**Your objective**: Your answer should be only the lines below from the one with "262L325 244L297 247L292" to the one with "negative clicks: (129, 257) (100, 281)", repeated exactly, ends included.

**Available records**:
⁂
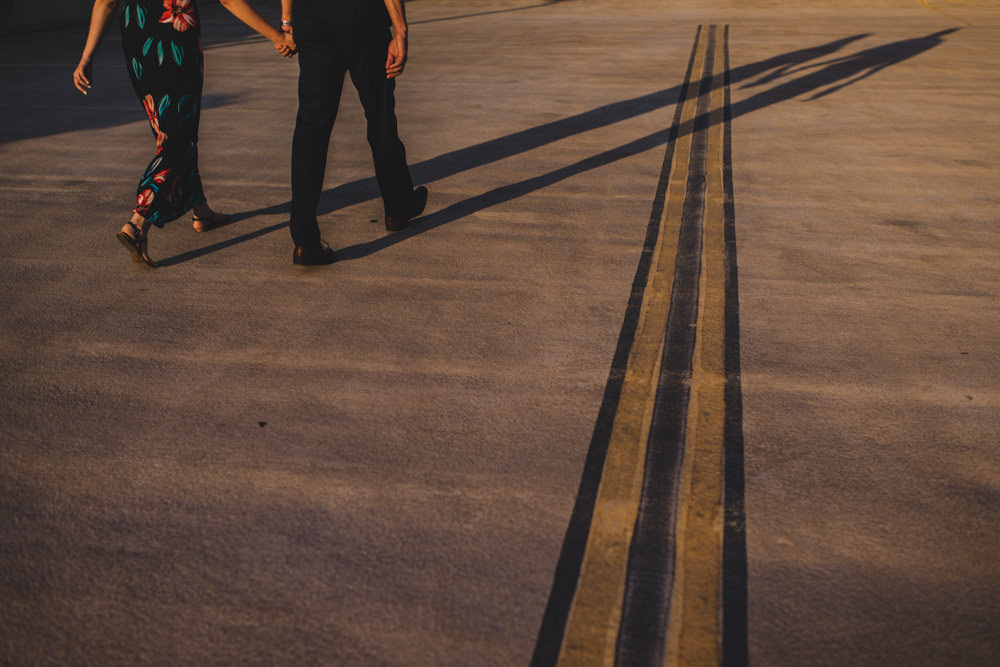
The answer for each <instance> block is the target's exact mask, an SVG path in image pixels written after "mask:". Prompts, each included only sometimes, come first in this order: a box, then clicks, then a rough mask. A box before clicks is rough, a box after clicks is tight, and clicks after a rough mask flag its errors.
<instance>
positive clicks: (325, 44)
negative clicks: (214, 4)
mask: <svg viewBox="0 0 1000 667" xmlns="http://www.w3.org/2000/svg"><path fill="white" fill-rule="evenodd" d="M317 5H318V6H317ZM317 5H313V3H306V2H303V3H301V5H300V4H296V6H295V42H296V45H297V46H298V50H299V55H298V60H299V111H298V116H297V117H296V119H295V134H294V136H293V138H292V215H291V225H290V227H291V232H292V241H293V242H294V243H295V244H296V245H305V244H312V243H318V242H319V241H320V232H319V225H318V224H317V221H316V207H317V205H318V204H319V197H320V193H321V191H322V189H323V177H324V174H325V171H326V158H327V151H328V149H329V146H330V132H331V131H332V130H333V122H334V120H335V119H336V117H337V107H338V106H339V104H340V94H341V91H342V89H343V85H344V75H345V73H347V72H350V75H351V81H352V82H353V83H354V87H355V88H357V91H358V96H359V97H360V98H361V105H362V106H363V107H364V110H365V118H366V119H367V121H368V143H369V145H370V146H371V150H372V157H373V159H374V161H375V178H376V180H377V181H378V185H379V190H380V191H381V193H382V202H383V204H384V206H385V212H386V214H388V215H398V216H405V214H406V211H407V207H408V206H409V204H410V200H411V198H412V193H413V181H412V180H411V179H410V170H409V167H407V165H406V150H405V148H404V147H403V142H402V141H400V139H399V134H398V132H397V129H396V112H395V105H396V102H395V97H394V96H393V91H394V90H395V87H396V84H395V81H393V80H391V79H386V78H385V61H386V55H387V52H388V47H389V41H390V40H391V33H390V32H389V29H388V28H387V27H384V26H377V27H366V28H364V33H361V34H360V35H358V36H357V37H359V38H355V39H351V40H350V41H351V43H350V44H348V45H347V48H346V49H345V48H344V47H343V46H342V45H341V43H338V40H337V38H336V37H335V36H334V33H335V32H342V30H343V26H342V25H337V24H335V22H336V21H339V20H341V17H338V16H336V15H332V16H329V15H326V14H327V13H326V12H323V11H322V10H321V8H322V7H324V6H327V7H334V8H335V7H336V5H337V3H317ZM300 7H301V9H300ZM314 7H315V9H314ZM366 34H367V35H370V37H366V36H365V35H366Z"/></svg>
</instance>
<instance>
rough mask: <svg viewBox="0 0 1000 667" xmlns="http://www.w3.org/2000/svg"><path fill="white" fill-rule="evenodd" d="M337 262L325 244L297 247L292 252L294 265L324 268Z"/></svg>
mask: <svg viewBox="0 0 1000 667" xmlns="http://www.w3.org/2000/svg"><path fill="white" fill-rule="evenodd" d="M335 261H337V260H336V258H335V257H334V254H333V251H332V250H330V247H329V246H328V245H326V244H325V243H323V242H320V243H307V244H306V245H297V246H295V250H293V251H292V264H303V265H305V266H322V265H324V264H333V263H334V262H335Z"/></svg>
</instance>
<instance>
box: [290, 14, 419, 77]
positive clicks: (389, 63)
mask: <svg viewBox="0 0 1000 667" xmlns="http://www.w3.org/2000/svg"><path fill="white" fill-rule="evenodd" d="M284 1H285V0H282V2H284ZM288 1H289V2H291V0H288ZM383 2H385V8H386V9H388V10H389V19H390V20H391V21H392V33H393V34H392V41H391V42H389V54H388V56H387V57H386V59H385V78H387V79H394V78H396V77H397V76H399V75H400V74H402V73H403V68H404V67H406V8H405V6H404V5H403V0H383Z"/></svg>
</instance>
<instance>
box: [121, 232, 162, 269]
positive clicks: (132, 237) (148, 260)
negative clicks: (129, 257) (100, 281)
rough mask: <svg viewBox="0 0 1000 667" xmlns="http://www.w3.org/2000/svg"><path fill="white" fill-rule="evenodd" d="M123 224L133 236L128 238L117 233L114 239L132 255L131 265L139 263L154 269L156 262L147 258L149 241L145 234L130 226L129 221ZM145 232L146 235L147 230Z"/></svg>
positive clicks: (128, 235)
mask: <svg viewBox="0 0 1000 667" xmlns="http://www.w3.org/2000/svg"><path fill="white" fill-rule="evenodd" d="M125 224H126V225H128V226H129V227H131V228H132V231H133V232H135V236H134V237H133V236H129V235H128V234H126V233H125V232H118V235H117V236H116V238H117V239H118V240H119V241H121V244H122V245H123V246H125V247H126V248H127V249H128V251H129V254H131V255H132V263H133V264H139V263H140V262H145V263H146V266H151V267H153V268H154V269H155V268H156V262H154V261H153V259H152V258H151V257H150V256H149V250H148V243H149V239H147V238H146V234H143V233H142V230H141V229H139V228H138V227H136V226H135V225H134V224H132V221H131V220H129V221H128V222H126V223H125ZM146 232H147V233H148V232H149V230H148V229H147V230H146Z"/></svg>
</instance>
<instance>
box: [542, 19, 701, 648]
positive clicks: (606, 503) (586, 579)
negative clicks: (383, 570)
mask: <svg viewBox="0 0 1000 667" xmlns="http://www.w3.org/2000/svg"><path fill="white" fill-rule="evenodd" d="M697 39H698V38H696V40H697ZM697 46H698V42H697V41H696V46H695V51H694V61H693V62H694V64H693V71H694V72H700V71H701V70H702V68H703V64H704V60H705V53H704V50H702V49H698V48H697ZM688 90H690V87H689V88H688ZM679 104H680V105H681V109H682V111H681V122H680V127H682V128H683V127H689V126H690V125H691V123H692V122H693V120H694V116H695V113H696V111H697V96H694V97H688V99H682V100H680V101H679ZM691 137H692V134H691V133H690V132H681V133H679V136H678V137H677V139H676V144H675V150H674V154H673V164H672V166H671V169H670V179H669V181H668V184H667V195H666V197H667V198H666V204H665V207H664V212H663V217H662V219H661V224H660V226H661V231H660V234H659V237H658V239H657V243H656V247H655V250H654V251H653V262H652V267H651V272H650V275H649V278H648V282H647V283H646V289H645V292H644V295H643V302H642V308H641V311H640V315H639V323H638V325H637V327H636V336H635V339H634V342H633V344H632V350H631V354H630V357H629V362H628V367H627V369H626V371H625V380H624V383H623V385H622V393H621V398H620V400H619V403H618V411H617V413H616V415H615V418H614V425H613V427H612V432H611V440H610V443H609V445H608V454H607V461H606V462H605V466H604V474H603V475H602V477H601V486H600V490H599V491H598V497H597V504H596V506H595V508H594V515H593V519H592V520H591V530H590V538H589V540H588V543H587V548H586V552H585V555H584V560H583V566H582V568H581V574H580V582H579V585H578V587H577V594H576V598H575V600H574V602H573V608H572V610H571V611H570V617H569V622H568V624H567V628H566V636H565V640H564V643H563V649H562V652H561V655H560V658H559V663H560V664H564V665H603V664H609V663H610V662H611V661H612V660H613V657H614V655H615V646H616V643H617V638H618V626H619V624H620V620H621V611H622V599H623V596H624V592H625V585H626V575H627V566H628V551H629V545H630V544H631V541H632V536H633V535H632V532H633V527H634V524H635V521H636V516H637V514H638V511H639V503H640V500H641V491H642V480H643V470H644V465H643V462H644V460H645V458H646V443H647V442H648V439H649V432H650V427H651V422H652V417H653V410H654V404H655V397H656V386H657V383H658V381H659V377H660V370H661V369H660V364H661V360H662V356H663V332H664V330H665V329H666V326H667V317H668V313H669V301H670V294H671V290H672V286H673V274H674V262H675V259H676V253H677V234H678V231H679V229H680V223H681V216H682V213H683V207H684V192H685V189H686V187H687V176H688V166H689V161H690V157H691V151H690V148H691Z"/></svg>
⁂
**Output below**:
rough mask: <svg viewBox="0 0 1000 667" xmlns="http://www.w3.org/2000/svg"><path fill="white" fill-rule="evenodd" d="M337 262L325 244L297 247L292 252L294 265L324 268Z"/></svg>
mask: <svg viewBox="0 0 1000 667" xmlns="http://www.w3.org/2000/svg"><path fill="white" fill-rule="evenodd" d="M335 261H337V260H336V258H335V257H334V254H333V251H332V250H330V247H329V246H328V245H326V244H325V243H323V242H320V243H307V244H306V245H297V246H295V250H293V251H292V264H303V265H305V266H322V265H324V264H333V263H334V262H335Z"/></svg>
</instance>
<instance>
box: [290, 14, 419, 77]
positive clicks: (389, 63)
mask: <svg viewBox="0 0 1000 667" xmlns="http://www.w3.org/2000/svg"><path fill="white" fill-rule="evenodd" d="M284 1H285V0H282V2H284ZM288 1H289V2H291V0H288ZM383 2H385V8H386V9H388V10H389V19H390V20H391V21H392V33H393V34H392V41H391V42H389V54H388V56H387V57H386V59H385V78H387V79H394V78H396V77H397V76H399V75H400V74H402V73H403V68H404V67H406V8H405V6H404V5H403V0H383Z"/></svg>
</instance>
<instance>
box: [121, 232, 162, 269]
positive clicks: (132, 237) (148, 260)
negative clicks: (129, 257) (100, 281)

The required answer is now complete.